Le mot sanscrit ātmā désigne le principe suprême, la « Réalité absolue », le « Sur-Être » ou « Non-Être », la divinité impersonnelle. Māyā désigne le relatif, participant de l’Absolu, qui « à la fois le voile et le révèle80 » et qui comporte plusieurs degrés dont le plus élevé – māyā in divinis – correspond à l’« Être », à l’« Esprit incréé », au « Dieu personnel », qui est l’interlocuteur à qui l’homme peut s’adresser et que Schuon qualifie de « relativement absolu »78. Il rappelle que la distinction « Sur-Être/Être » ne s’applique qu’en métaphysique et jamais dans le rapport opératif de l’homme avec Dieu81.
Les degrés subordonnés suivants – Schuon en identifie trois conformément à la doctrine soufie des cinq présences divines – constituent la manifestation, premièrement la manifestation supra-formelle (esprit, intellect, logos créés, paradis, anges), ensuite la manifestation formelle, d’abord subtile ou animique, puis grossière ou matérielle (le monde visible)82.
Chez l’homme (le microcosme), ces cinq degrés correspondent, en sens inverse : 1) au corps et à l’âme sensorielle et mortelle, 2) à l’âme supra-sensorielle, immortelle, 3) à l’esprit (ou intellect) créé, 4) à l’esprit (ou intellect) incréé, 5) au Soi absolu et infini82,83. Dans un article sur Schuon, Tage Lindbom précise que la présence en l’homme, « fait à l’image de Dieu », des trois degrés supérieurs donne à comprendre la possibilité d’une connaissance qui transcende les limitations de la subjectivité et qui permet donc de « voir les choses telles qu’elles sont », c’est-à-dire objectivement — c’est la gnose84.
Pour Schuon, « le contenu de la Doctrine universelle et primordiale est le suivant, exprimé en termes védantins : « Brahma [ātmā] est la Réalité ; le monde est l’apparence ; l’âme n’est pas différente de Brahma » (Brahma satyam jagan mithyā jīvo brahmaiva nāparah). Ce sont là les trois grandes thèses de la métaphysique intégrale : une positive, une négative, une unitive »85.
La plupart des religions comportent une dimension exotérique et une dimension ésotérique86,87. Cet ésotérisme religieux est qualifié de « relatif » par Schuon, pour le différencier de l’ésotérisme « absolu » ou « quintessentiel » qui, lui, n’est ni limité, ni totalement exprimé par une forme religieuse ou une école théologique particulières88,89.
Pour Schuon, la métaphysique intégrale – qui part de la distinction entre âtmâ et mâyâ (l’absolu et le relatif)78 – est la substance même du pur ésotérisme90. À la doctrine métaphysique doit se joindre une méthode de réalisation91,Note 7 car, comme le souligne Patrick Laude,
« La perspective ésotérique n’est pas réductible à une compréhension conceptuelle puisqu’elle est essentiellement une conformité intellective et « existentielle » à la Réalité, ou une assimilation spirituelle et morale de la nature des choses. Comme l’a souvent rappelé Frithjof Schuon, connaître c’est être. L’ésotérisme vécu est, en son sommet, la sagesse en laquelle être et connaître coïncident92. »

**L'exercice:** Rédigez la suite du texte sur la métaphysique de Frithjof Schuon, en reprenant après sa dernière phrase. Le matériel qui suit provient d'une source distincte.

**Matériel:**
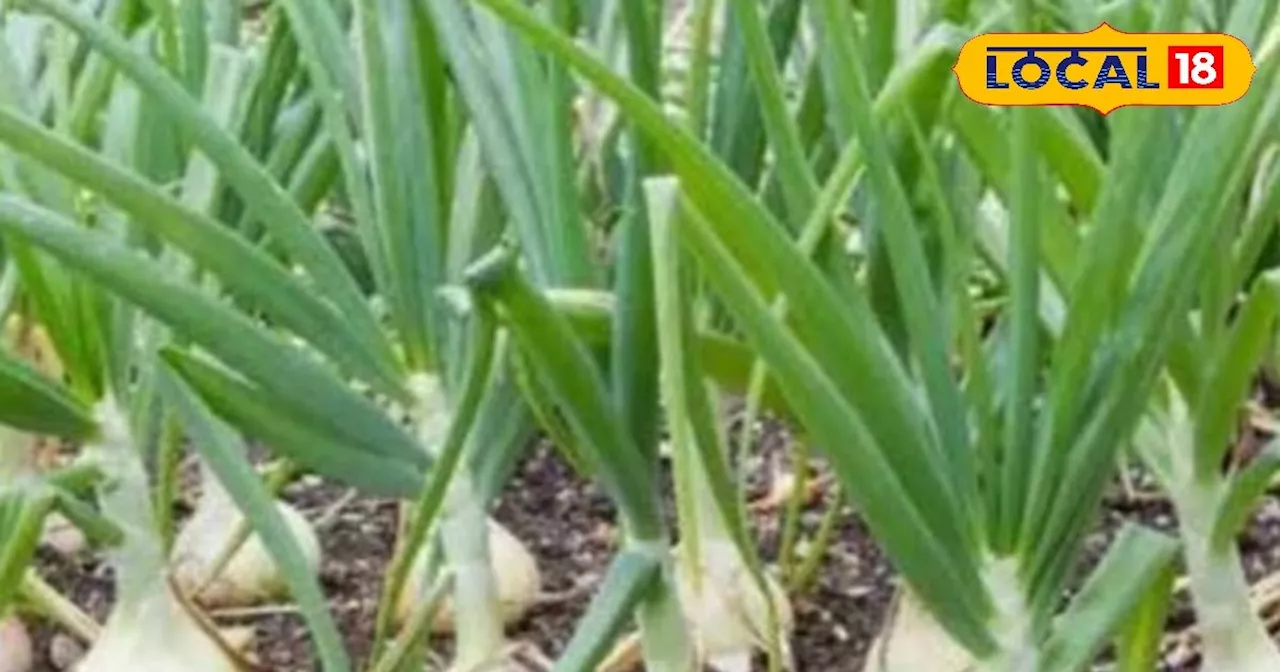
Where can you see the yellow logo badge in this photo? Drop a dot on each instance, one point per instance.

==

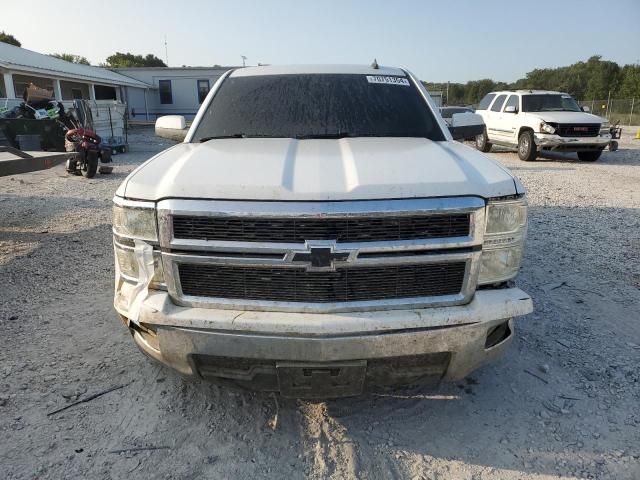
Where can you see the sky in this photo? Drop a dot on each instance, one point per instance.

**Résultat obtenu:**
Il y a donc continuité entre l’exotérisme et l’ésotérisme lorsque celui-ci apparaît comme la dimension intérieure de celui-là et en adopte par conséquent le « langage », et il y a discontinuité lorsque l’ésotérisme transcende toute religion93 : c’est la religio perennis, l’ésotérisme intemporel, essentiel, primordial, universel24. Elle constitue « l’unité transcendante des religions » et s’appuie, méthodiquement, sur une des révélations tout en ayant pour objet la Vérité une, commune à chacune d’elles94.
Pour Schuon, le soufisme (tasawwuf en arabe) — « la moelle de l’islam » — est essentiellement « la sincérité de la foi ». « Sur le plan de la doctrine », cette sincérité relève d’une « vision intellectuelle » qui tire de l’idée de l’unité « les conséquences les plus rigoureuses ; l’aboutissement en est, non seulement l’idée du monde-néant, mais aussi celle de l’Identité suprême »95. Patrick Laude souligne la distinction faite par Schuon entre un soufisme « quintessentiel », purement ésotérique, et un soufisme « moyen » qui, tout en tendant vers l’ésotérisme, reste tributaire de la mentalité exotérique, d’où une propension à « l’intensification des actes pieux, [à] l’extériorisation émotionnelle, [au] zèle obédientiel » et à l’accentuation « excessive des scrupules formels et [de] la crainte de Dieu »96. Pour Laude, « la définition schuonienne la plus précise et succincte » du soufisme quintessentiel — comme de toute autre spiritualité dans sa dimension essentielle — est « la dyade doctrinale fondamentale de Schuon, à savoir le discernement entre l’Absolu et le relatif, et la méthode correspondante de concentration exclusive sur l’Absolu »97.
Schuon considère que « tout le soufisme […] peut tenir en ces quatre mots : Haqq, Qalb, Dhikr, Faqr : « Vérité », « Cœur », « Souvenir », « Pauvreté » »98.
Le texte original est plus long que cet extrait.